Copy out, in full, each line of the items below that contains the string "black". Case counts.
.....
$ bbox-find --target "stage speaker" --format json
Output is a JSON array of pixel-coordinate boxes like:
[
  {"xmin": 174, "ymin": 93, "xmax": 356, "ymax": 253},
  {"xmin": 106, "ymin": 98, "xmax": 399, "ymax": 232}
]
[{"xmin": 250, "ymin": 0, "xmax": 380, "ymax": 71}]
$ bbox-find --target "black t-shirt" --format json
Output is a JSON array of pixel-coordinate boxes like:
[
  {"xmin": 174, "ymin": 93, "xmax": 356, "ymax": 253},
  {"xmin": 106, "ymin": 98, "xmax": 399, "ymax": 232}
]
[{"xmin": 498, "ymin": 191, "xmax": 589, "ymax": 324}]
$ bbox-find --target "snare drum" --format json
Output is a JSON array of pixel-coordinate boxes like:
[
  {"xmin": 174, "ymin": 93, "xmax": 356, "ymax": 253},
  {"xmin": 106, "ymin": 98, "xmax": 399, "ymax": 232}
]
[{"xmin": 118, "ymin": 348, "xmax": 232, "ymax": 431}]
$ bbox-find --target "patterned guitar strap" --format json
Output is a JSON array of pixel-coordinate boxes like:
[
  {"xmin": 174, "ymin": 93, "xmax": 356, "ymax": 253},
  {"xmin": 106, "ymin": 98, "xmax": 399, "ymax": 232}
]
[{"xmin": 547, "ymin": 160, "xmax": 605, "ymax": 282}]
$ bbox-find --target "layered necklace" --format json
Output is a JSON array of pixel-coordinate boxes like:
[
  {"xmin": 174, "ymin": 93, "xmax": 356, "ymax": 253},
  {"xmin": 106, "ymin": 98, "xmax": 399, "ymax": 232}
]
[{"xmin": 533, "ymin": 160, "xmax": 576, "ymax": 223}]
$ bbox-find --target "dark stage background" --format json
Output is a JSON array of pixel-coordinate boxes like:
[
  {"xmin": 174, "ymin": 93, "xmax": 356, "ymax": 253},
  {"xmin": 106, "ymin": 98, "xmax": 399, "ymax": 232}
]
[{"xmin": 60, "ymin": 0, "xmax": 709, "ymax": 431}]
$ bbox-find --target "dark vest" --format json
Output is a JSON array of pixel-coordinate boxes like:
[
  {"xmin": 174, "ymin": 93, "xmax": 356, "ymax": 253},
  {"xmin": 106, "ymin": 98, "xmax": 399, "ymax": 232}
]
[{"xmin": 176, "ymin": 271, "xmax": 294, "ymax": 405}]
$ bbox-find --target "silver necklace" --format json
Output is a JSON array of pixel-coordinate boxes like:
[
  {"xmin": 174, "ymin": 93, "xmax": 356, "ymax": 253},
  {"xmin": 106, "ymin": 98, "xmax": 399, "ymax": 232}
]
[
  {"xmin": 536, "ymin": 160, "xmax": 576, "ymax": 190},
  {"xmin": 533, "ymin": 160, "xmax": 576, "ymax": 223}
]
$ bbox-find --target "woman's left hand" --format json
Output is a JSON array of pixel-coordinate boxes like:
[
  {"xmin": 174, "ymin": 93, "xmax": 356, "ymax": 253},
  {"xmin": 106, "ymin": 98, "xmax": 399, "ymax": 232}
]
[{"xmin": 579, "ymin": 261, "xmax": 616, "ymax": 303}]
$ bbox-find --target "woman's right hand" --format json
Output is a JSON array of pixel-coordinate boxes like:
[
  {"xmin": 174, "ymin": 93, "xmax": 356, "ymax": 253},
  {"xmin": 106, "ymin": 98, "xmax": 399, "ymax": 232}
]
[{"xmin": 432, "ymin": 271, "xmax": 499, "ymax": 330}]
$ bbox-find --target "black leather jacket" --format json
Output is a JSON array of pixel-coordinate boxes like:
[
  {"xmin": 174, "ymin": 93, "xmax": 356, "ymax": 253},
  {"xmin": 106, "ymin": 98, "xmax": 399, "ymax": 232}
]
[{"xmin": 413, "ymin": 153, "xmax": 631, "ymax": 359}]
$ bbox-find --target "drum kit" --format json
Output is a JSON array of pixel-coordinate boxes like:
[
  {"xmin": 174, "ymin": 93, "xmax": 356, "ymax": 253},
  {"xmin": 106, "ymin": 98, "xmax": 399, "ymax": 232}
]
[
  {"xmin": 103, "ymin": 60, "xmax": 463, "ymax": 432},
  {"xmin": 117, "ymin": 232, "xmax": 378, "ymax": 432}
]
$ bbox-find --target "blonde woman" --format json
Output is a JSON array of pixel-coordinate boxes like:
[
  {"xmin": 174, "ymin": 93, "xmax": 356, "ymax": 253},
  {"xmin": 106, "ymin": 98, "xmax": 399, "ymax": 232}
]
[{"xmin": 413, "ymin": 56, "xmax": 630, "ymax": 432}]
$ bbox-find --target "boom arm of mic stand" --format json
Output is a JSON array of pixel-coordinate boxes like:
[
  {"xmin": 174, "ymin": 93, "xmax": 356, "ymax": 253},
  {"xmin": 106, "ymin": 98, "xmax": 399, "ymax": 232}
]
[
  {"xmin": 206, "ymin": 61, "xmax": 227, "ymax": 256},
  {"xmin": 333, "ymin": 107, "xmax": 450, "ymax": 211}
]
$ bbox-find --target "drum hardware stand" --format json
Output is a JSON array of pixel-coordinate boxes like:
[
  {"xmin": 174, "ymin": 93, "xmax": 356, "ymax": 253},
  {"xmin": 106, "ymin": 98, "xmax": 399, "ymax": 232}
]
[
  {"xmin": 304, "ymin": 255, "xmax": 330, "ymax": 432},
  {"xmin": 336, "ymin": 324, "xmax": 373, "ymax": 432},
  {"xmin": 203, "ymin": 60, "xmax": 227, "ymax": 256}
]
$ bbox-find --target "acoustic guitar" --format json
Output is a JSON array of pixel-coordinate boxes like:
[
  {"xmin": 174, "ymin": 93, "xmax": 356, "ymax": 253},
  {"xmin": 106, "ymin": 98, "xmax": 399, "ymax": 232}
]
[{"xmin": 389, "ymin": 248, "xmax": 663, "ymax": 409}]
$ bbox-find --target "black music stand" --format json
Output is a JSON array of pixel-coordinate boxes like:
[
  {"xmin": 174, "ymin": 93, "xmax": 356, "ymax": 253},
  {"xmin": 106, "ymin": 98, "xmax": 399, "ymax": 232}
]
.....
**THE OUTPUT:**
$ bbox-find --target "black t-shirt" --format json
$ bbox-find --target "black leather jacket" --format json
$ bbox-find --target "black music stand" --format json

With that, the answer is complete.